BEGIN The data

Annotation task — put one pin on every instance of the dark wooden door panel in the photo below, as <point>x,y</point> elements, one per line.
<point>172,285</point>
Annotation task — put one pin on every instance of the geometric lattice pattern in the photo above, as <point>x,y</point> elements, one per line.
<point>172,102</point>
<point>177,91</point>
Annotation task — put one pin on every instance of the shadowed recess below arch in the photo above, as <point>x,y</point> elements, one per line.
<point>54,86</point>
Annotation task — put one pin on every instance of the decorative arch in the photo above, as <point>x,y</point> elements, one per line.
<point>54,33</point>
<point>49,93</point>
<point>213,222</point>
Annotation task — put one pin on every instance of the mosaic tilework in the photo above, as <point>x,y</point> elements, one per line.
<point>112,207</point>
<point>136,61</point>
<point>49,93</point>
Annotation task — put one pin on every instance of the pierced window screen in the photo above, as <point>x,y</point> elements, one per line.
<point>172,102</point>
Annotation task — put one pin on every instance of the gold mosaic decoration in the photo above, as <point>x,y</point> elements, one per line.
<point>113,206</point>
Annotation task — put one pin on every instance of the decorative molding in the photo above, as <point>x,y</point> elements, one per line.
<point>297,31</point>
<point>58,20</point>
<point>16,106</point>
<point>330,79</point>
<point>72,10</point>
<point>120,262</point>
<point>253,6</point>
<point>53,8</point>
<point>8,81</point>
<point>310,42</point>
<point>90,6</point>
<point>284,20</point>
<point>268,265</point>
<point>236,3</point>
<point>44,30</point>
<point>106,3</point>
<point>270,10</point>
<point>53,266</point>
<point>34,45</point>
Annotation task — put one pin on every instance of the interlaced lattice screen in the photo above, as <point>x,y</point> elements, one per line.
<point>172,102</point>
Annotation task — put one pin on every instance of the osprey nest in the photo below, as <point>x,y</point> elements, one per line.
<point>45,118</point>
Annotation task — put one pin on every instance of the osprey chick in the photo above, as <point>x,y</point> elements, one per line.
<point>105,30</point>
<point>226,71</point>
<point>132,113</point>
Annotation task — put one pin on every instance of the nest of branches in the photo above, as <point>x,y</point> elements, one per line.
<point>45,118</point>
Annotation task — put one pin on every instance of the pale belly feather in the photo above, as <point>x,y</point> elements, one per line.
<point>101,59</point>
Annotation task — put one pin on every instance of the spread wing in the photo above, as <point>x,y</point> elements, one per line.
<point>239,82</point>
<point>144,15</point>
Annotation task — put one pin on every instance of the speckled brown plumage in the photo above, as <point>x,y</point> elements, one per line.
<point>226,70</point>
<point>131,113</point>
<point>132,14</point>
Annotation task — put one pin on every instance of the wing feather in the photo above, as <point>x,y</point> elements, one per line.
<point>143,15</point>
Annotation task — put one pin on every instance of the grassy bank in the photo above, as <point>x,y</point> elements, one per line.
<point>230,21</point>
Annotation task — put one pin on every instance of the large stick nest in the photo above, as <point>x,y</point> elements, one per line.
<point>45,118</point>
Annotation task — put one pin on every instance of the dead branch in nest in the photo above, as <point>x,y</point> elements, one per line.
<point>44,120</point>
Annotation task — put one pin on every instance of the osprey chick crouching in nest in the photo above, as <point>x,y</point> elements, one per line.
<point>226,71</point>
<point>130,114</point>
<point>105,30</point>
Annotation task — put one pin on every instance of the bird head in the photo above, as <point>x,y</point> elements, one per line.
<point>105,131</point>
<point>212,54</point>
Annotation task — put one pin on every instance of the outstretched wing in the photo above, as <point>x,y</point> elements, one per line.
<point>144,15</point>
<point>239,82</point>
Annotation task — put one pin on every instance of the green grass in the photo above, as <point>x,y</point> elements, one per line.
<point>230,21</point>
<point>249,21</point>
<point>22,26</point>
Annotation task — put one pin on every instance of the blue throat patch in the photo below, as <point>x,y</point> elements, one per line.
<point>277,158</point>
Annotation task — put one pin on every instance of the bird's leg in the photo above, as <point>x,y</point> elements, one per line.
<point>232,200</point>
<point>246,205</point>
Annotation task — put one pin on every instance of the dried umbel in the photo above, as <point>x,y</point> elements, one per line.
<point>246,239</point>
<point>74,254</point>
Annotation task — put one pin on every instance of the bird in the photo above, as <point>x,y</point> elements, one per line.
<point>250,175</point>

END The data

> _Do this_
Rewrite everything in the records above as a numbered list with blank lines omitted, from the line containing "osprey chick crouching" down to the line containing "<point>246,205</point>", both included.

> _Full answer_
1. Annotation task — put one pin on every instance of the osprey chick crouching in nest in the photo above, as <point>x,y</point> elements, one per line.
2. <point>226,71</point>
3. <point>130,114</point>
4. <point>105,30</point>
5. Annotation task — put one pin on every instance of the bird head in the photo above, as <point>x,y</point> elements, one per line.
6. <point>105,131</point>
7. <point>212,54</point>
8. Annotation task — put one pin on every instance of the outstretched wing in the photo above, as <point>x,y</point> elements, one per line.
9. <point>144,15</point>
10. <point>239,82</point>
11. Annotation task — put one pin on every instance of the green grass in the photo above, as <point>x,y</point> elements, one per line.
12. <point>230,21</point>
13. <point>249,21</point>
14. <point>22,26</point>
15. Annotation task — put one pin on every instance of the blue throat patch in the photo below, as <point>x,y</point> elements, one per line.
16. <point>277,158</point>
17. Annotation task — put one pin on every instance of the bird's leg in the photo above, as <point>x,y</point> elements, one per line.
18. <point>232,200</point>
19. <point>246,205</point>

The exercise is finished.